EXERCISE: Will you copy every line of the records below word for word, changing nothing?

SUPPLIED ENTRIES:
========================================================================

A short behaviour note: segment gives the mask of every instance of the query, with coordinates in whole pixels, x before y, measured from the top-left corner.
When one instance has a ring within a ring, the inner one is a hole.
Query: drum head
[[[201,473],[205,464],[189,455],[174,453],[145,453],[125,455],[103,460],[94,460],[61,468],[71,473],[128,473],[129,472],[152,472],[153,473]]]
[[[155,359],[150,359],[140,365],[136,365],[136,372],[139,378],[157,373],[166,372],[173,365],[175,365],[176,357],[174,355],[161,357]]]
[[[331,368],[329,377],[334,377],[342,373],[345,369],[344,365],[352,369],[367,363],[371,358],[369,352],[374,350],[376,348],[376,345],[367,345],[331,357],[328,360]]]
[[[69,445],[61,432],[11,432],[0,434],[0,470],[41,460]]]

========================================================================

THE ANSWER:
A short behaviour note: segment gives the mask of every instance of the query, with coordinates in whole pixels, x before y, measured from the top-left corner.
When one instance has a ring within a ring, the inner one is a hole.
Query: drum head
[[[201,473],[205,464],[189,455],[174,453],[145,453],[125,455],[103,460],[94,460],[61,468],[71,473],[128,473],[129,472],[152,472],[153,473]]]
[[[155,359],[150,359],[140,365],[136,365],[136,372],[139,378],[157,373],[166,372],[173,365],[175,365],[176,357],[174,355],[161,357]]]
[[[331,368],[329,377],[334,377],[342,373],[345,369],[344,365],[352,369],[367,363],[371,358],[369,352],[374,350],[376,348],[376,345],[367,345],[331,357],[328,360]]]
[[[69,445],[61,432],[11,432],[0,434],[0,470],[41,460]]]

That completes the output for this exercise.